## BEGIN

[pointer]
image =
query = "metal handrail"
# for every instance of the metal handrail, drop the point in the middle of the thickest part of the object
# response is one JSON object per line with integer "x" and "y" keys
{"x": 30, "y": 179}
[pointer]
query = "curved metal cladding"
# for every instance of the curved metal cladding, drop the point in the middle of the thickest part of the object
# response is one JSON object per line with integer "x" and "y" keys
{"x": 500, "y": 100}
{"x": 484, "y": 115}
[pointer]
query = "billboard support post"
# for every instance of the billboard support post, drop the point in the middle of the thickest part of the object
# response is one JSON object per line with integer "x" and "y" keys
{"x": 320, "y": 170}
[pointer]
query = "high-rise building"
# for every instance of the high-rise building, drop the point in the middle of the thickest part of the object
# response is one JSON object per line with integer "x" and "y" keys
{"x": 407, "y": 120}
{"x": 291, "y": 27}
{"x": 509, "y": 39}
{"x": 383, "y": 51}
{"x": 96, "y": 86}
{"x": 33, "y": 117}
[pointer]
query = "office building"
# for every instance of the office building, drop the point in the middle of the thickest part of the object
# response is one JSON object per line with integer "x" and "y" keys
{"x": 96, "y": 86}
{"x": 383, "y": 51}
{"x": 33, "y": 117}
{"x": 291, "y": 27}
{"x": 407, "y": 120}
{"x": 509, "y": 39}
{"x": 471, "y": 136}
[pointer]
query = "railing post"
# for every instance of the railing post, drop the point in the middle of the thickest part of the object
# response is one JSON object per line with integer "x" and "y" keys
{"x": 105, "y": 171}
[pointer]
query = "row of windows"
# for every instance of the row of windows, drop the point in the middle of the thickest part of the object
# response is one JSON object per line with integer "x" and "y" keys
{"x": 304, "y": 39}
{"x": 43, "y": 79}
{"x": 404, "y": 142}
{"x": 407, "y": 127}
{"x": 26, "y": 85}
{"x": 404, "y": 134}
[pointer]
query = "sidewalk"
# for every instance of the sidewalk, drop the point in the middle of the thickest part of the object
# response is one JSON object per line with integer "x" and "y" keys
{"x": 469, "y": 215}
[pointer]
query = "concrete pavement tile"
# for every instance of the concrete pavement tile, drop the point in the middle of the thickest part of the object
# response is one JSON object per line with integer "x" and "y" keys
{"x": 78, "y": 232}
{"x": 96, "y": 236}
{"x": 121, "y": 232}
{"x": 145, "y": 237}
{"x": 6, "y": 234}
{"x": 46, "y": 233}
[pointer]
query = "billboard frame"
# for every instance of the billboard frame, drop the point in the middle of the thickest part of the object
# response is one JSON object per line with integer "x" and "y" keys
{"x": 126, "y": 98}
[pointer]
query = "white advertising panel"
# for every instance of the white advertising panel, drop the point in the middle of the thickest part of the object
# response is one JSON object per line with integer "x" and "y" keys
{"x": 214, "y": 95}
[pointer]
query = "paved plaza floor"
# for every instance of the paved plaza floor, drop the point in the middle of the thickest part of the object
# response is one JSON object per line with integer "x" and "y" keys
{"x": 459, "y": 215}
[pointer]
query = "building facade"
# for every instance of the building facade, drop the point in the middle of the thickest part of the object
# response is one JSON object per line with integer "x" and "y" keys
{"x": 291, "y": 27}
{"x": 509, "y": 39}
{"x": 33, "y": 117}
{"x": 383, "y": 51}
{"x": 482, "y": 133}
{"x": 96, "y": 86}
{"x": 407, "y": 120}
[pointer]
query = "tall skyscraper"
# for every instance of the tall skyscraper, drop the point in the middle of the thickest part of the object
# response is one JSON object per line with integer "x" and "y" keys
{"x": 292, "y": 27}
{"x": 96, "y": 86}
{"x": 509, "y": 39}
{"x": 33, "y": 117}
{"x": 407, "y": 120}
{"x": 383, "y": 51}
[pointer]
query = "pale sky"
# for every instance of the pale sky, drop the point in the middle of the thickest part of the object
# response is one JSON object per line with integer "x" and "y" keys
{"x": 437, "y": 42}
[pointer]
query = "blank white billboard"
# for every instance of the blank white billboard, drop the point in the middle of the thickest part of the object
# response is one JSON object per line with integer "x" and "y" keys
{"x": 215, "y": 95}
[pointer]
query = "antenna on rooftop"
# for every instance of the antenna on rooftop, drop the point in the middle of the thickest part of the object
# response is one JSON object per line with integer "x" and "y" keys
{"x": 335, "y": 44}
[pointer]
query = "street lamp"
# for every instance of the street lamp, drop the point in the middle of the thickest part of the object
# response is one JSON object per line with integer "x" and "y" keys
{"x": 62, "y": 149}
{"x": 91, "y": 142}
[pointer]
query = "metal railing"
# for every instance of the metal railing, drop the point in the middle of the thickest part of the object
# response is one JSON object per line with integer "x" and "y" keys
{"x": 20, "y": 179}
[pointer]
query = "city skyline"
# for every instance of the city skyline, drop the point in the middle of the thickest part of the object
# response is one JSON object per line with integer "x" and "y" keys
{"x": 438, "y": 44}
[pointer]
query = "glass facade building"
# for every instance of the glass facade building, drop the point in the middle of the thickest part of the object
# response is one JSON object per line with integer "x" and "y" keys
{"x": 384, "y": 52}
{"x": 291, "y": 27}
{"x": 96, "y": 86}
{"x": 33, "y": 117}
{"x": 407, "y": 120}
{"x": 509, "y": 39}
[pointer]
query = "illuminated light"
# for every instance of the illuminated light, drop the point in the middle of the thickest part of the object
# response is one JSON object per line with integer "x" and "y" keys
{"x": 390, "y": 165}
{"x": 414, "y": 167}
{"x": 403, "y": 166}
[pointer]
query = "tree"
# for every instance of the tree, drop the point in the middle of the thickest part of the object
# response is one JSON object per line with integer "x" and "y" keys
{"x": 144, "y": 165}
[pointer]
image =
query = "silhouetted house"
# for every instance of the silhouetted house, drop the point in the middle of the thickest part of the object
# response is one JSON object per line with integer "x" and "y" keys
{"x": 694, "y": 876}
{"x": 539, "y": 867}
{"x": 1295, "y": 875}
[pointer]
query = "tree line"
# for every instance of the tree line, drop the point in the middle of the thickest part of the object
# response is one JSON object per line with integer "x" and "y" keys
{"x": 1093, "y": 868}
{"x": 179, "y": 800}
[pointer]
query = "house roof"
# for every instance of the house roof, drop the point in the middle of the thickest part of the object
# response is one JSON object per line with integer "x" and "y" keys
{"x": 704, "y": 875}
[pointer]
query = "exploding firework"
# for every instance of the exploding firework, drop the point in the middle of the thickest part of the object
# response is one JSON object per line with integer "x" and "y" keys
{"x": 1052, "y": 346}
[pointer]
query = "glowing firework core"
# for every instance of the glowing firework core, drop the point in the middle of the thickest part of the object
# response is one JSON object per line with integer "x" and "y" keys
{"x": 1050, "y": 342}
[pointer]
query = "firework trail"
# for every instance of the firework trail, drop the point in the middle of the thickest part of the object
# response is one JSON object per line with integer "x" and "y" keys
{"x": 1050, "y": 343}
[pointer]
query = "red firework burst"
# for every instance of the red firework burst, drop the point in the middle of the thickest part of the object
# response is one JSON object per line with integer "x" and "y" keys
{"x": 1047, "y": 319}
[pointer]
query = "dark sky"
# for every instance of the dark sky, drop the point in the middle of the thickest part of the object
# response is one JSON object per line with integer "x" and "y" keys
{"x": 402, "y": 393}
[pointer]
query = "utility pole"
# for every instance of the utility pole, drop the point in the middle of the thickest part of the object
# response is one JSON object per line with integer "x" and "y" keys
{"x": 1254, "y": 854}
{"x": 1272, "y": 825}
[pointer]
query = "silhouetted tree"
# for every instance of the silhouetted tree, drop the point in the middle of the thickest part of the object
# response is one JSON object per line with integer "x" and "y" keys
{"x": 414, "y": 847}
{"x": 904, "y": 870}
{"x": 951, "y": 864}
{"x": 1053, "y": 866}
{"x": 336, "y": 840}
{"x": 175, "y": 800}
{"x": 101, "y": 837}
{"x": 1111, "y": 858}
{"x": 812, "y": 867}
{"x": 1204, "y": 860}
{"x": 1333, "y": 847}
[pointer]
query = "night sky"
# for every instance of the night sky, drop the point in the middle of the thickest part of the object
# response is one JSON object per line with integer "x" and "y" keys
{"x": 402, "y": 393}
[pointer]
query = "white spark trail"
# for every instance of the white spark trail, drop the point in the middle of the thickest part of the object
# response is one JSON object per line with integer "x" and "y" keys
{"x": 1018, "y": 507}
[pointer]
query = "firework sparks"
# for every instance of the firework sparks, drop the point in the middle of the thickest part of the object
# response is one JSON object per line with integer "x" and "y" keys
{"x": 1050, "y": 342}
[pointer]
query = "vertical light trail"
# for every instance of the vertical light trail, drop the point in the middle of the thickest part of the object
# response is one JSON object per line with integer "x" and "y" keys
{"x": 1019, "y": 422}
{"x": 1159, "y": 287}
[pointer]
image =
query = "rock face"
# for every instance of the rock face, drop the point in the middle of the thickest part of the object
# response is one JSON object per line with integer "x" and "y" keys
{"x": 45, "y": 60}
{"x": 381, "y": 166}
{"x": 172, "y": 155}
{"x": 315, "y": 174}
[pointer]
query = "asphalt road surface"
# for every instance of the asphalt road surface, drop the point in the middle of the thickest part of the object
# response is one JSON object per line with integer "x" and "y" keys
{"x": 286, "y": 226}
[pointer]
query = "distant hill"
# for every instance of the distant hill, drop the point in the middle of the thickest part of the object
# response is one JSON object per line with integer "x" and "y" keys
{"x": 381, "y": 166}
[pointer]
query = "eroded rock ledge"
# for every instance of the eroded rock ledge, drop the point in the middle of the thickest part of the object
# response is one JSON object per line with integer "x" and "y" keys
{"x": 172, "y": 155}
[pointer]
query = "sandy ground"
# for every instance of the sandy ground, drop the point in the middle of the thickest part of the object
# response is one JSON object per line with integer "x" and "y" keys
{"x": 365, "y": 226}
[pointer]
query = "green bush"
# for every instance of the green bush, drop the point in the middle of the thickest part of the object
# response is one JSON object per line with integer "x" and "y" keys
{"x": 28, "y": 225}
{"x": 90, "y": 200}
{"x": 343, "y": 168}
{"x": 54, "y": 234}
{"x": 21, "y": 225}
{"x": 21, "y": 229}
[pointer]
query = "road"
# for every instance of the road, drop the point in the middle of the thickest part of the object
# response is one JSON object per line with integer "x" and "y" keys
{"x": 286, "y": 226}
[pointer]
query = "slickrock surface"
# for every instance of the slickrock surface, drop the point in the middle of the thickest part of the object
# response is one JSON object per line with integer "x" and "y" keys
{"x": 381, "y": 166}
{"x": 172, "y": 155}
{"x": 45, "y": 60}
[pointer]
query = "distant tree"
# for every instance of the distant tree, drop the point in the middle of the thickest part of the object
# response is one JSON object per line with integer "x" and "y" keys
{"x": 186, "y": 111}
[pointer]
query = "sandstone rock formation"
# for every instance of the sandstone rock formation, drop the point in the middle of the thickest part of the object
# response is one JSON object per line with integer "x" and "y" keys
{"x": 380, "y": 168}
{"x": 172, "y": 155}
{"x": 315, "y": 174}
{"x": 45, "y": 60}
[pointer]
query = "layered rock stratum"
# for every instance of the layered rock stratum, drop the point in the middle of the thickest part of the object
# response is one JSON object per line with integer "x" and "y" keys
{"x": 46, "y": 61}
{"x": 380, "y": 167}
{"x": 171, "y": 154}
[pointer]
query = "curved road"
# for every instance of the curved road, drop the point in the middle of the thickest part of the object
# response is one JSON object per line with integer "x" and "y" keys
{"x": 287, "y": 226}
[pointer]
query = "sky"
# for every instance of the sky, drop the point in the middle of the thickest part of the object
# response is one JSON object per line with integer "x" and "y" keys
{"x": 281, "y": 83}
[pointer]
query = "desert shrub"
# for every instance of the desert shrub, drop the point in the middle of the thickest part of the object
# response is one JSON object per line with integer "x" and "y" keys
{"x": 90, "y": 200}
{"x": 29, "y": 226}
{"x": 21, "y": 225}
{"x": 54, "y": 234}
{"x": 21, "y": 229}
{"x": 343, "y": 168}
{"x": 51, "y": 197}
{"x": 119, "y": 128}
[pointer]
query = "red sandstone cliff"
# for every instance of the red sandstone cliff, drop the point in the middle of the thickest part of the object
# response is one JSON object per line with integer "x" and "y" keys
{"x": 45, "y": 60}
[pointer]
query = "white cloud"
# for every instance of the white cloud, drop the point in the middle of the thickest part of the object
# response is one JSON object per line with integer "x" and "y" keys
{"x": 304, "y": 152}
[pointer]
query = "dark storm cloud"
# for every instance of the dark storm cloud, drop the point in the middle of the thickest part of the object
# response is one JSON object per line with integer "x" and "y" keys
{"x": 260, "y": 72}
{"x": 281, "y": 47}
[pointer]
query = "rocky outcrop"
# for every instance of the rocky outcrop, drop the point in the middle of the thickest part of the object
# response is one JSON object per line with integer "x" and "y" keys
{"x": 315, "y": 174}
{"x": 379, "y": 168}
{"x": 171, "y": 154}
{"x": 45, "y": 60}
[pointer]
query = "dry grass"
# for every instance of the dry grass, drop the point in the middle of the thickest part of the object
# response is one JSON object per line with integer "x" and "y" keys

## END

* To be done *
Pick out each line of the items above that contains the word "building", and copy those lines. Matching is case-sensitive.

* Solution *
query = "high-rise building"
# for every instance of the high-rise building, drop the point in the middle of the thickest part of the object
query = "office building"
# for every instance of the office building, drop the point in the middle of the thickest part of the object
query = "building facade"
# for every instance of the building facade, drop the point in the middle of the thickest part of the object
query = "glass facade building"
# for every instance of the glass facade building, drop the point in the middle of the thickest part of the object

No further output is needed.